▸ **Données sources**:
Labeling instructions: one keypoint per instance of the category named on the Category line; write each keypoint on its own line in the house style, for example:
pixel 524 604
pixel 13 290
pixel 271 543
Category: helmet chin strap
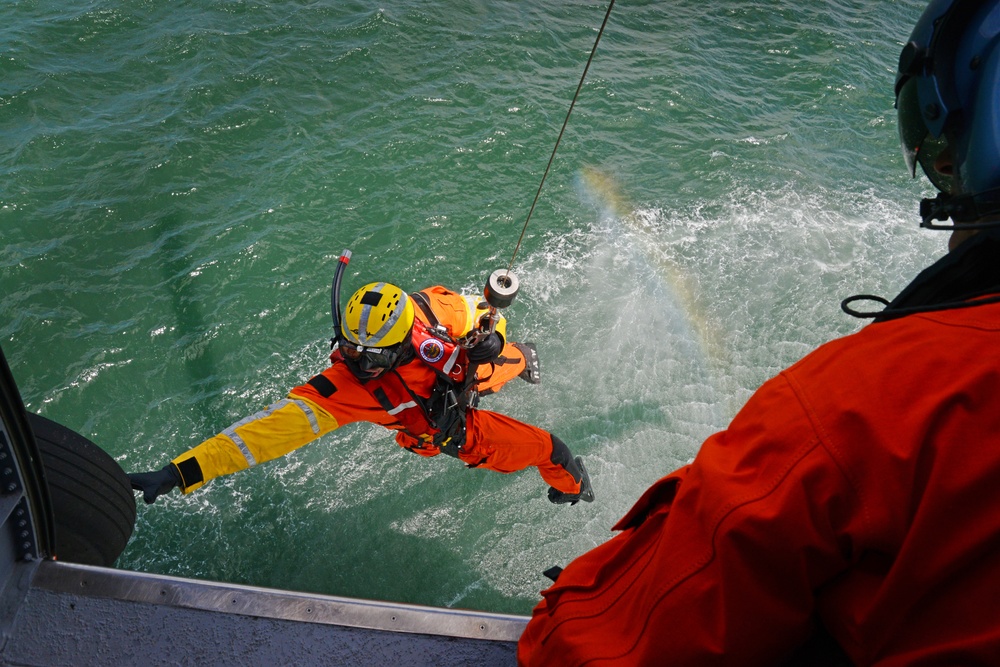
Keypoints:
pixel 963 209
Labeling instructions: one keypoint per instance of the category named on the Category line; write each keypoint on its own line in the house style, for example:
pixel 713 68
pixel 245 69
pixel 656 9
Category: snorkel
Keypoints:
pixel 338 277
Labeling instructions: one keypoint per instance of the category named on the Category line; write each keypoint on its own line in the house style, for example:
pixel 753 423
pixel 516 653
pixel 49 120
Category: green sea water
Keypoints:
pixel 178 178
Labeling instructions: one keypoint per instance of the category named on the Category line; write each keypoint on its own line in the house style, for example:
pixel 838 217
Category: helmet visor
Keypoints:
pixel 372 360
pixel 918 144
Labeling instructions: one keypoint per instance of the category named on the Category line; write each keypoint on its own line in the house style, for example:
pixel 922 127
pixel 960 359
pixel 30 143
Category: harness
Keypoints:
pixel 442 414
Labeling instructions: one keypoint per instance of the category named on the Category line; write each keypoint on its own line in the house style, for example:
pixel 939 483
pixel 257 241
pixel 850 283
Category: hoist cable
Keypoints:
pixel 600 32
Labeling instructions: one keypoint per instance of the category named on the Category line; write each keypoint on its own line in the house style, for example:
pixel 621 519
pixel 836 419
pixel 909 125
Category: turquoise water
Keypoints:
pixel 177 180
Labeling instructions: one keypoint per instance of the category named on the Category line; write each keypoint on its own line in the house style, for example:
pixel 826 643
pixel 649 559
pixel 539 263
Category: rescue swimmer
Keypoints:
pixel 414 363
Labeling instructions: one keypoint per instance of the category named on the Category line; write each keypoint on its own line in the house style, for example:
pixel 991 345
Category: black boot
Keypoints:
pixel 531 373
pixel 586 490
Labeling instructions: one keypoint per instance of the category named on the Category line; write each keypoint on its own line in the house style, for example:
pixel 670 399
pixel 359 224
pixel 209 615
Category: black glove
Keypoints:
pixel 156 483
pixel 487 349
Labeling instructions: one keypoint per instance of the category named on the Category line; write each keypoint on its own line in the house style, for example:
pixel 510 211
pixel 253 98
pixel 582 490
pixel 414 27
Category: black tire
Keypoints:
pixel 92 500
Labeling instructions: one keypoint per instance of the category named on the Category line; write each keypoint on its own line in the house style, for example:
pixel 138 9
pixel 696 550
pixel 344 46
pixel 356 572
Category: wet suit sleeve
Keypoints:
pixel 324 403
pixel 719 562
pixel 274 431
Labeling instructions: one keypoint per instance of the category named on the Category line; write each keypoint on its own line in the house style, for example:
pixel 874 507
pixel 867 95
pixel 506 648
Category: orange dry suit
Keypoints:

▸ **Consigne**:
Remplacez « Labeling instructions » par « Annotation instructions » dans toutes les entrées ci-dessus, puis recopiez-les sans autre modification et sans les images.

▸ **Réponse**:
Annotation instructions: one keypoint per instance of the category named on the Category line; write each keypoint on its own line in the house style, for example:
pixel 524 604
pixel 13 290
pixel 271 543
Category: helmet chin strap
Keypoints:
pixel 963 209
Annotation instructions: one keypoint per instance of the category named on the Category line; write each keypoint on its own line in the house style, for example:
pixel 713 68
pixel 245 69
pixel 656 9
Category: snorkel
Keypoints:
pixel 338 277
Annotation instructions: one keypoint per instance of the category named on the Category line; write each keypoint on its own line in the house style, for example:
pixel 753 423
pixel 516 653
pixel 49 120
Category: green sea water
Keypoints:
pixel 178 178
Annotation instructions: one keypoint per instance of the category named on the Category line; write each keypoint on its own line in the house style, for example:
pixel 838 217
Category: helmet visor
Keypoints:
pixel 372 360
pixel 918 144
Annotation instructions: one keypoint per instance of the category named on the Category line; write each keypoint on its own line in the house style, for example:
pixel 922 127
pixel 960 359
pixel 30 143
Category: harness
Keypoints:
pixel 442 414
Annotation instructions: one keypoint per instance of the category named on the Category line; write each keypoint on its own line in the house style, for example:
pixel 939 483
pixel 257 241
pixel 850 283
Category: hoist cable
Keypoints:
pixel 600 32
Annotation instructions: one keypoint per instance of the category named on the Category line; write each keypoint on its own line in the house style, for example:
pixel 621 519
pixel 836 419
pixel 909 125
Category: turquoise water
Keypoints:
pixel 177 180
Annotation instructions: one keypoint per instance of the category named on the Category line; write each keypoint on its own line in the house style, for example:
pixel 826 643
pixel 649 559
pixel 539 263
Category: rescue swimmer
Keypoints:
pixel 414 363
Annotation instructions: one keypoint per instance of the category named on the Category line; write each keypoint on its own line in the house style, for example:
pixel 991 345
Category: black boot
Keypoints:
pixel 531 373
pixel 586 490
Annotation instructions: one keypoint per instance of the category named on the Category line; write each keypoint on its own line in the house style, for example:
pixel 670 399
pixel 359 224
pixel 209 615
Category: black glove
Keypoints:
pixel 156 483
pixel 487 349
Annotation instructions: one keypoint per instance of the category named on the Category line; write each keypoint on its own line in the house style, for example:
pixel 510 211
pixel 253 98
pixel 582 490
pixel 414 27
Category: black tire
Keypoints:
pixel 92 500
Annotation instructions: one keypoint per instance of the category named on the Category line; write each keypoint on its own line in the house style, for example:
pixel 138 9
pixel 696 550
pixel 344 46
pixel 356 572
Category: wet suit sleeve
Keypoints:
pixel 324 403
pixel 719 562
pixel 274 431
Annotation instructions: one keypoint per instance of the category named on the Category line; write each keypoint on its own line in the house style, for example:
pixel 874 507
pixel 867 95
pixel 506 648
Category: orange dry suit
Keypoints:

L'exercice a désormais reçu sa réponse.